• _Excerpted passage_:
"""

Manic Street Preachers
Resistance Is Futile
Columbia/Sony

6.5/10

There are some Manic Street Preacher’s fans who think that 1994’s The Holy Bible is one of the greatest records a band has ever put together. I am in this camp, however I’m not one of those Manics fans who compares their third album from 1994 incessantly to their subsequent 10 studio albums. That said, I’m about to do that a little bit.

The Holy Bible is as dark, compact and visceral as popular music gets. Then, following the disappearance of bandmate and lifetime friend Richey Edwards the band responded with 1996’s Everything Must Go, which replaced post rock and dense layered lyrics with more poetic words backed by a Spectoresque wall of sound. This is all a case in point, that the Manics are a band that have never stood in the same place for too long.

Resistance Is Futile is their first release since 2014’s Futurology (not my favourite) not counting a somewhat baffling and completely unnecessary 10 year reissue of the popular but overstated Send Away The Tigers.

"""

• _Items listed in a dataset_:
"""

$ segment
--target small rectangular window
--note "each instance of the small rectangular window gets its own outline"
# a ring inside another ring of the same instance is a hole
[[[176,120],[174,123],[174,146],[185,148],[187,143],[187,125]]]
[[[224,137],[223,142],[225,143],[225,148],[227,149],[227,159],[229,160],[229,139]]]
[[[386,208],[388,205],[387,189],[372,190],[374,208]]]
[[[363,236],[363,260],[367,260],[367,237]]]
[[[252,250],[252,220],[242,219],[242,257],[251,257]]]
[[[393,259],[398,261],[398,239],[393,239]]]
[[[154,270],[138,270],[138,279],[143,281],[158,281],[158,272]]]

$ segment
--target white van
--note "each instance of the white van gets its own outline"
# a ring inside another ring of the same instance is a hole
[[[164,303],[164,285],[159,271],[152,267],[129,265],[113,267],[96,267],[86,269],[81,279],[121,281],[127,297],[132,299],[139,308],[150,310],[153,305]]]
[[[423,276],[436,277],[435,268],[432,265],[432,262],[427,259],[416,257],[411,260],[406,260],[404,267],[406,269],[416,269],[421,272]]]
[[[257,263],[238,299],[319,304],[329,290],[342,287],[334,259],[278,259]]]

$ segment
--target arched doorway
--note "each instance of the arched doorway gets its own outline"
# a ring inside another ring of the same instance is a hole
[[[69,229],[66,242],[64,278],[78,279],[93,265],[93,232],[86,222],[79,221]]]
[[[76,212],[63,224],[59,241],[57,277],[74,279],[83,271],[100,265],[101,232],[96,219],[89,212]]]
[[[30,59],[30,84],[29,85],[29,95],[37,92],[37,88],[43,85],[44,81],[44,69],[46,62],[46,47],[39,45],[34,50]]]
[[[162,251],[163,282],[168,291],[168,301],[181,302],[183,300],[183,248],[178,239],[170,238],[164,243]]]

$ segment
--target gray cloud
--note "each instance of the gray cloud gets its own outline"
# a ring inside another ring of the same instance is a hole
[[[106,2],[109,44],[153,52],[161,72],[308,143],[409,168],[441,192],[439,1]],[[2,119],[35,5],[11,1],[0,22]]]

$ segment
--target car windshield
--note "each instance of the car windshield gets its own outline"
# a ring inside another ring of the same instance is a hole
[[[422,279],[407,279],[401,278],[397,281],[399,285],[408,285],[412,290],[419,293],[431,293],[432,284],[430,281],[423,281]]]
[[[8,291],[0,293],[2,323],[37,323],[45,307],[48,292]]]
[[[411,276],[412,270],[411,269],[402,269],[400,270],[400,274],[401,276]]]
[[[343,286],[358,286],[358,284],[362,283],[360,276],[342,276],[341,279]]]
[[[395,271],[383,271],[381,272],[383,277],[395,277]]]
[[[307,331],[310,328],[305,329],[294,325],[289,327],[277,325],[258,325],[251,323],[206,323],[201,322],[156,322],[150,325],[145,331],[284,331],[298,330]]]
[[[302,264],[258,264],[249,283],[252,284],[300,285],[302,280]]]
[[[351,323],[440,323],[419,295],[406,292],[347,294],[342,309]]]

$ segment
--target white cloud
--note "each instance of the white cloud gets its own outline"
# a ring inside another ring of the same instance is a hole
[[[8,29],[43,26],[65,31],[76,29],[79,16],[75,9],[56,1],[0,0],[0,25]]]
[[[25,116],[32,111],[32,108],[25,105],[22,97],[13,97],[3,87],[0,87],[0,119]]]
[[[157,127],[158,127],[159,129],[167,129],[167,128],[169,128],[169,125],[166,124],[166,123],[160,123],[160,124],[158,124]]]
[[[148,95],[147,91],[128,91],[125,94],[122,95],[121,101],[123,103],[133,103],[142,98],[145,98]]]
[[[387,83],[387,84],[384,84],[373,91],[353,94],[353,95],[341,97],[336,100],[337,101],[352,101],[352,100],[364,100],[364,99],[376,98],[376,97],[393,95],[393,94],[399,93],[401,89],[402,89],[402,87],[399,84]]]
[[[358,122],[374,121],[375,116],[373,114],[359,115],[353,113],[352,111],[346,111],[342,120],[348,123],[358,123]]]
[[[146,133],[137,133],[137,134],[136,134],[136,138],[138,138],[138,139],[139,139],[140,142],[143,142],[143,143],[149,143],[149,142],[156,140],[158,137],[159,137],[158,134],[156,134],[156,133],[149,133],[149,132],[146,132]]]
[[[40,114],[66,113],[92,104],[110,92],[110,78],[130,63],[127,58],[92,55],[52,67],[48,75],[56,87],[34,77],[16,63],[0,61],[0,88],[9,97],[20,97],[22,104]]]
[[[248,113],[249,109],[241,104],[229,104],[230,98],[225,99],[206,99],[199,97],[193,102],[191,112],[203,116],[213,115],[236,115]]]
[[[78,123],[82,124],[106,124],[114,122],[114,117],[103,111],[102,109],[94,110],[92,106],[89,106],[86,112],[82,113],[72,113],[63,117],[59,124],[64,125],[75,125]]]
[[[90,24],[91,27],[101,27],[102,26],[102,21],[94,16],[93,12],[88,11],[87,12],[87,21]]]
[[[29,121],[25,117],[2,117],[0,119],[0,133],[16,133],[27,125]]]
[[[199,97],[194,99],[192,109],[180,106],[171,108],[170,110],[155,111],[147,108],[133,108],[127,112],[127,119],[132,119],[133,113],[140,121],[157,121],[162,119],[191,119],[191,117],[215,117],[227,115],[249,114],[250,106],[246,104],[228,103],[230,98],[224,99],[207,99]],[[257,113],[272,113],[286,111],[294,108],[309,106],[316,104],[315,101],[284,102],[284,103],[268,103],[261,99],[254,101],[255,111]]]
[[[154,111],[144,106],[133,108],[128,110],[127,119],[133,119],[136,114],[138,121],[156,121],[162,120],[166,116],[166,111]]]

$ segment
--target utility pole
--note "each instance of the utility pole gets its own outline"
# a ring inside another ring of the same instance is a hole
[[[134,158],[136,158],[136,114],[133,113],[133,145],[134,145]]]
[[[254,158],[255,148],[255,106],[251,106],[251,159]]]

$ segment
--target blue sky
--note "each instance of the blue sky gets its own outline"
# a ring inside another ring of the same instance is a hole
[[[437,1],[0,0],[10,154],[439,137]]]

"""

According to the album review, which record did the band release in 1996 after Richey Edwards disappeared?

Everything Must Go